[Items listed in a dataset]
--- --- ---
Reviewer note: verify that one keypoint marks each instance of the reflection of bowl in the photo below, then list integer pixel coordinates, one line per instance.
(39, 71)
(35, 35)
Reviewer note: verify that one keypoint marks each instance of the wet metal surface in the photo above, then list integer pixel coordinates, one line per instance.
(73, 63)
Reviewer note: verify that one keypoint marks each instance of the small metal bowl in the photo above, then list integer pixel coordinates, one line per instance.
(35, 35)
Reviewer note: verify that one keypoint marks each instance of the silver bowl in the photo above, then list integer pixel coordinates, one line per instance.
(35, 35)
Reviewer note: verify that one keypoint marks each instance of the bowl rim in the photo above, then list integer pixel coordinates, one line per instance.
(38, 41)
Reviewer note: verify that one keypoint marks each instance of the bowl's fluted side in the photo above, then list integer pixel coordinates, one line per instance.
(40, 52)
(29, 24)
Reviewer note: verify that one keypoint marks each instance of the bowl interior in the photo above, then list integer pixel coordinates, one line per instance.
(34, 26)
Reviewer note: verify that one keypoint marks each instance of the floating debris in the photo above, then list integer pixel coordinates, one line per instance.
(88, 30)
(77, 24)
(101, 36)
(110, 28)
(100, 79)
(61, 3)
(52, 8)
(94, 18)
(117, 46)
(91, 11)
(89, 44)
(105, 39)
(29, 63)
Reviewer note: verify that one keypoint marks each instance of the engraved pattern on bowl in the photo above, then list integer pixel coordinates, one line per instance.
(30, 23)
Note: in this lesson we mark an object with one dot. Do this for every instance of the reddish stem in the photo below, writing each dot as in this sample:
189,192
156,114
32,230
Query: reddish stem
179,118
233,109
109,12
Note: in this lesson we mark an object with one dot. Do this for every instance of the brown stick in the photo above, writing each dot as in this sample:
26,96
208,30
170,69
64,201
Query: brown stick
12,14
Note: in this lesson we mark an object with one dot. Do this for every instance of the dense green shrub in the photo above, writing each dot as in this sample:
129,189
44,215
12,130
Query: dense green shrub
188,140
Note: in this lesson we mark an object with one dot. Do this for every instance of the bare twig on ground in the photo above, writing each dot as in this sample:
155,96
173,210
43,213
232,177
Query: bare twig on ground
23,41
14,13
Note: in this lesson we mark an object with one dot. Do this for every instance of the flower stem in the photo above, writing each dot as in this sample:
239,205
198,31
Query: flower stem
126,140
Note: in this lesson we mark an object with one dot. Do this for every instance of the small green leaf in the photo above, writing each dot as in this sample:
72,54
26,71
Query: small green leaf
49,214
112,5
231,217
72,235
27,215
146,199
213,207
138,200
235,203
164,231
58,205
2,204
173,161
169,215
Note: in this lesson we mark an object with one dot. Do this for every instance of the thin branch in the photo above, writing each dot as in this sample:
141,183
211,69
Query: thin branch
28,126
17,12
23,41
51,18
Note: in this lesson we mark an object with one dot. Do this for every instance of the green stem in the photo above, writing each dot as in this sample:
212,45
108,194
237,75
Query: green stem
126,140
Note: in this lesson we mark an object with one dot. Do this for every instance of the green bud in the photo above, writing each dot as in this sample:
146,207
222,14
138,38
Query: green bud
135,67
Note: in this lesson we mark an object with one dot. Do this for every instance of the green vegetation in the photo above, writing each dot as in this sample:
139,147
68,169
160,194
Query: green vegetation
--- --- ---
Given request
Return the full listing, character for character.

Solution to the exercise
Reviewer note: verify that one keypoint marks each instance of the reflection of bowl in the photo below, then list integer pixel coordinates, one line per instance.
(39, 71)
(35, 35)
Reviewer note: verify that one keypoint marks each instance of the wet metal surface in the photo above, then list integer pixel coordinates, one line per instance.
(73, 63)
Reviewer note: verify that one keypoint marks each instance of the small metal bowl in the photo above, then list integer pixel coordinates, one line per instance.
(35, 35)
Reviewer note: verify that one keypoint marks each instance of the silver bowl in the photo above, then list integer pixel coordinates, one line per instance.
(35, 35)
Reviewer note: verify that one keypoint marks each instance of the bowl rim in the photo above, then list integer pixel coordinates, one line per instance.
(38, 41)
Reviewer note: verify that one keypoint marks each instance of the bowl's fluted side in the photo above, then list integer pixel coordinates, one line per instance.
(40, 52)
(29, 24)
Reviewer note: verify that one keypoint marks each instance of the bowl interior in the photo above, then list integer pixel coordinates, one line per instance.
(34, 26)
Reviewer note: verify that one keypoint marks each instance of the floating debris in the photo above, then list integer pixel coordinates, one line per instance.
(88, 30)
(77, 24)
(101, 36)
(110, 28)
(100, 79)
(61, 3)
(52, 8)
(94, 18)
(117, 46)
(91, 11)
(89, 44)
(105, 39)
(29, 63)
Reviewer note: verify that one keypoint marks each instance of the engraved pattern on bowl in the photo above, then list integer pixel coordinates, one line per instance.
(30, 23)
Note: in this lesson we mark an object with one dot. Do this for every instance of the reddish stem in the photo below, writing each dot as in this sample:
189,192
156,114
32,230
Query: reddish stem
179,118
233,109
109,12
Note: in this lesson we mark an object with one dot. Do this for every instance of the brown stick in the photo above, writing each dot as in this sample:
26,96
208,30
170,69
64,201
Query: brown stick
12,14
Note: in this lesson we mark an object with one dot. Do this for every instance of the dense green shrub in the photo above, writing each dot as in this sample:
129,189
44,215
12,130
Query: dense green shrub
188,140
Note: in this lesson we mark an object with one dot. Do this for every instance of the bare twig on ground in the photo above, writing each dot as in this sample:
155,96
173,210
43,213
232,177
Query: bare twig on ground
23,41
14,13
Note: in this lesson we mark an object with one dot. Do this for every instance of the flower stem in the photo above, writing each dot as in this sample:
239,205
198,31
Query: flower stem
126,140
Note: in this lesson we mark an object with one dot. Do this for every instance of the small green leaf in the photo above, writing each dot as in this sample:
72,54
26,71
Query: small green leaf
49,214
112,5
231,217
72,235
27,215
146,199
213,207
138,200
235,203
164,231
58,205
2,204
173,161
169,215
Note: in this lesson we mark an object with one dot. Do this for every instance of the thin branch in the photo above, writing each dot as in this sample:
141,183
211,69
Query: thin branch
28,126
17,12
23,41
51,18
Note: in this lesson we mark an object with one dot. Do this for every instance of the green stem in the photo above, writing each dot as in this sample:
212,45
108,194
237,75
Query: green stem
126,140
Note: in this lesson we mark an object with one dot. Do this for every instance of the green bud in the photo above, writing each dot as in this sample:
146,207
222,14
138,38
Query: green bud
135,67
Note: in this lesson we mark an object with one dot. Do this for every instance of the green vegetation in the photo above, writing each dot as in this sample:
139,147
68,169
160,194
Query: green vegetation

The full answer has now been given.